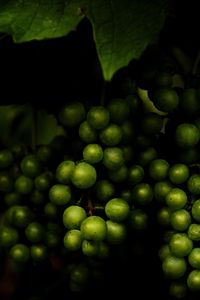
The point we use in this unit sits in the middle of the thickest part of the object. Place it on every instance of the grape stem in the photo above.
(196, 63)
(34, 129)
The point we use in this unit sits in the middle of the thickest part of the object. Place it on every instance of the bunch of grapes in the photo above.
(118, 172)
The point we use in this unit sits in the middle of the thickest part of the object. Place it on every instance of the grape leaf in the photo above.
(122, 29)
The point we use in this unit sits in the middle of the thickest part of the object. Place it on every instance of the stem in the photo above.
(103, 90)
(196, 63)
(34, 129)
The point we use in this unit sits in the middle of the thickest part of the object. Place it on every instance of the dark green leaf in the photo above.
(122, 29)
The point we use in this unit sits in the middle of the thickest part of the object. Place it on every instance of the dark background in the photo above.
(51, 72)
(56, 70)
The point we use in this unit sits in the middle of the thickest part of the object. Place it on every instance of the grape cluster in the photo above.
(119, 171)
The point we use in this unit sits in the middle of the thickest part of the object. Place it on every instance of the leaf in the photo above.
(122, 29)
(39, 19)
(16, 126)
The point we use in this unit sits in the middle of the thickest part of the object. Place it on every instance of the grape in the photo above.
(60, 194)
(115, 175)
(73, 216)
(64, 171)
(73, 240)
(84, 175)
(93, 153)
(193, 280)
(38, 252)
(117, 209)
(34, 232)
(176, 198)
(94, 228)
(180, 245)
(174, 267)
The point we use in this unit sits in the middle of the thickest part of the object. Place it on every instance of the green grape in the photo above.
(73, 240)
(138, 219)
(180, 245)
(43, 181)
(113, 158)
(163, 251)
(64, 171)
(194, 232)
(38, 252)
(104, 190)
(60, 194)
(193, 184)
(142, 193)
(34, 232)
(193, 280)
(128, 132)
(196, 210)
(84, 175)
(9, 236)
(111, 135)
(194, 258)
(51, 211)
(176, 199)
(186, 135)
(6, 182)
(163, 216)
(94, 228)
(178, 173)
(178, 289)
(135, 174)
(180, 219)
(158, 169)
(20, 216)
(117, 209)
(73, 216)
(92, 153)
(90, 248)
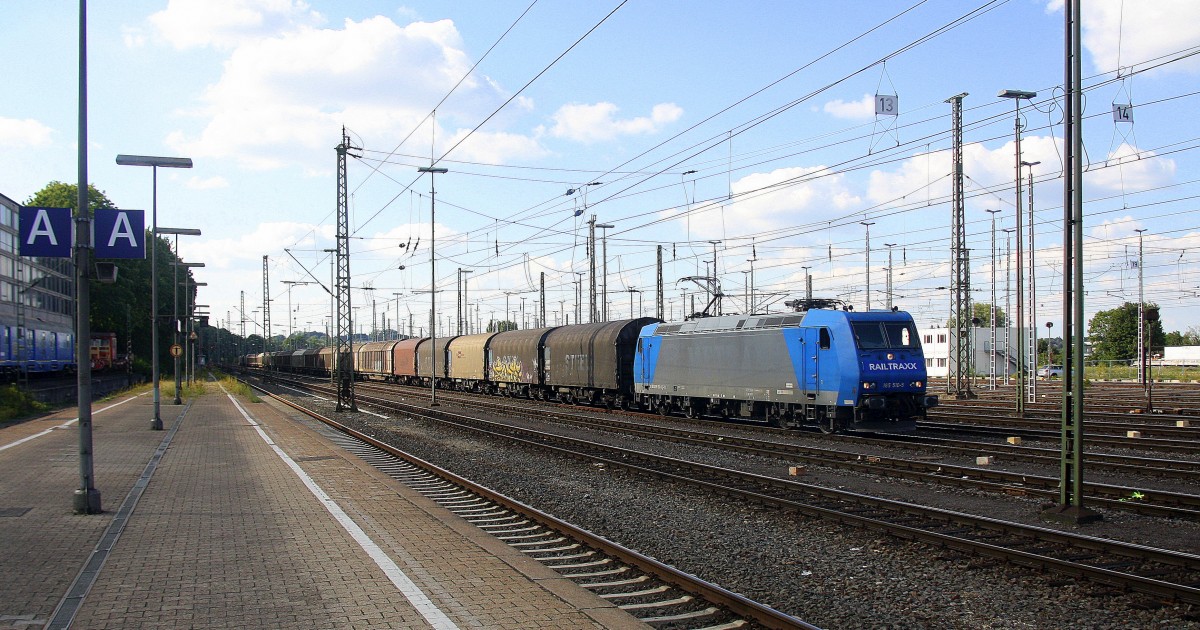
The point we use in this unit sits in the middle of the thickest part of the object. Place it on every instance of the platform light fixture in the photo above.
(1021, 384)
(154, 162)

- Instructions for the task
The records above, minus their pictures, are to be returned word for word.

- Output below
The point we use in this unit sits in the middle of the thickest part of the object. Place it on every instance of the grape stem in the photo above.
(196, 63)
(34, 129)
The point we use in this unit sits in the middle of the thickest part of the object. Place it on every instance of the bunch of grapes in the photo above.
(118, 172)
The point we use in this unit sits in the middle of the thickest part of the object. Place it on every instance of the grape leaf in the photo above.
(122, 29)
The point we use in this unit sits in the middle of the thickest part of the object. Place it on every instance of the stem in the photo above.
(103, 90)
(196, 63)
(34, 129)
The point we use in this unit sits in the middle of the thickest part of the object. Place it on every instance of the dark green leaf in the photo above.
(122, 29)
The point we use in this unit sits in the middle of the thickest part of the object. Place it on every instance of the dark background in the photo above.
(51, 72)
(56, 70)
The point we use in this unit sits in the middle of the thickest part of the object. Place it on every instance of the grape cluster in the photo above.
(119, 171)
The point we use in this unit sits in the middle of the thickest part of the object. Place it on every instance of the leaf in the photo above.
(122, 29)
(39, 19)
(16, 126)
The point we use in this unit sits in the middle of the thickest part of the object. Place it on every instance of the grape in the photo above.
(60, 194)
(115, 175)
(73, 216)
(64, 171)
(73, 240)
(84, 175)
(93, 153)
(193, 280)
(38, 252)
(117, 209)
(34, 232)
(176, 198)
(94, 228)
(180, 245)
(174, 267)
The point we use in this unit sits in the middle of the thickest part of the object. Place it on every instance of the green grape in the photo above.
(73, 240)
(138, 219)
(180, 245)
(43, 181)
(113, 158)
(163, 251)
(64, 171)
(194, 232)
(38, 252)
(104, 190)
(60, 194)
(193, 184)
(142, 193)
(34, 232)
(193, 280)
(128, 132)
(196, 210)
(84, 175)
(9, 236)
(111, 135)
(194, 258)
(51, 211)
(176, 199)
(186, 135)
(6, 182)
(163, 216)
(94, 228)
(178, 173)
(178, 289)
(135, 174)
(180, 219)
(158, 169)
(20, 216)
(117, 209)
(73, 216)
(92, 153)
(90, 248)
The point we use in this unit sits in the middle of the thickest part of the object. Place it on every instance of the platform light fixture in the photo above.
(1021, 384)
(154, 162)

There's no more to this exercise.